[Document passage — start]

How "The Crown" On TV And Meghan Markle IRL Are Humanizing The Monarchy

Meghan, Duchess of Sussex and Prince Harry, Duke of Sussex at Windsor Castle on October 25, 2019 in Windsor, England.

The Meghan Markle news cycle is ever-spinning, but last month, two clips from an interview with the Duchess of Sussex drew even more attention than usual. In the clips, her doe eyes visibly pained and glazed over with near-tears, Meghan admits to ITV journalist Tom Bradby that she’s been struggling to be a newlywed and new mom while facing a ceaseless torrent of (often racist) scrutiny and intrusion from the media.

“It’s not enough to just survive something, right?” Meghan said she tells her husband, Prince Harry, when they’re discussing the tabloids’ negative effects on their day-to-day. “That’s not the point of life. You’ve gotta thrive — you’ve gotta feel happy.” After the clips went viral, the hashtag #WeLoveYouMeghan began trending on Twitter alongside words of support, commiseration, and rescue-mission propositions (writer Samantha Irby tweeted, “so can we just, like, go get meghan or what?”). “It’s a very real thing to be going through behind the scenes,” Meghan admitted.

[Document passage — finish]
[Dataset extract — start]

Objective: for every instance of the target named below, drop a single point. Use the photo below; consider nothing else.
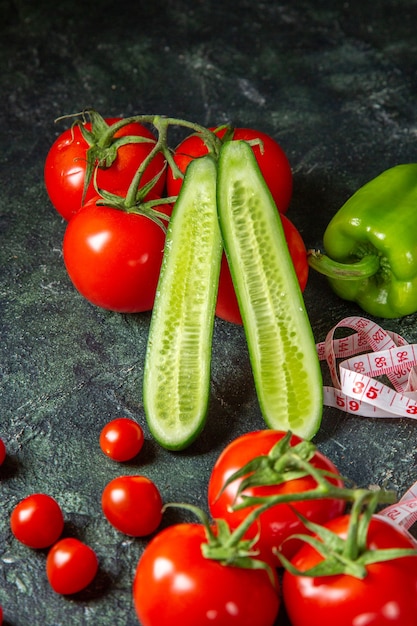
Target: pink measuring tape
(368, 353)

[Dataset extract — finish]

Brief 1. In the article on Meghan Markle and the monarchy, which journalist interviewed the Duchess of Sussex?
Brief 2. Reproduce the passage from the article on Meghan Markle and the monarchy, beginning at the words "Meghan, Duchess of" and stopping after the words "from the media.".

Expected output 1. ITV journalist Tom Bradby.

Expected output 2.
Meghan, Duchess of Sussex and Prince Harry, Duke of Sussex at Windsor Castle on October 25, 2019 in Windsor, England.

The Meghan Markle news cycle is ever-spinning, but last month, two clips from an interview with the Duchess of Sussex drew even more attention than usual. In the clips, her doe eyes visibly pained and glazed over with near-tears, Meghan admits to ITV journalist Tom Bradby that she’s been struggling to be a newlywed and new mom while facing a ceaseless torrent of (often racist) scrutiny and intrusion from the media.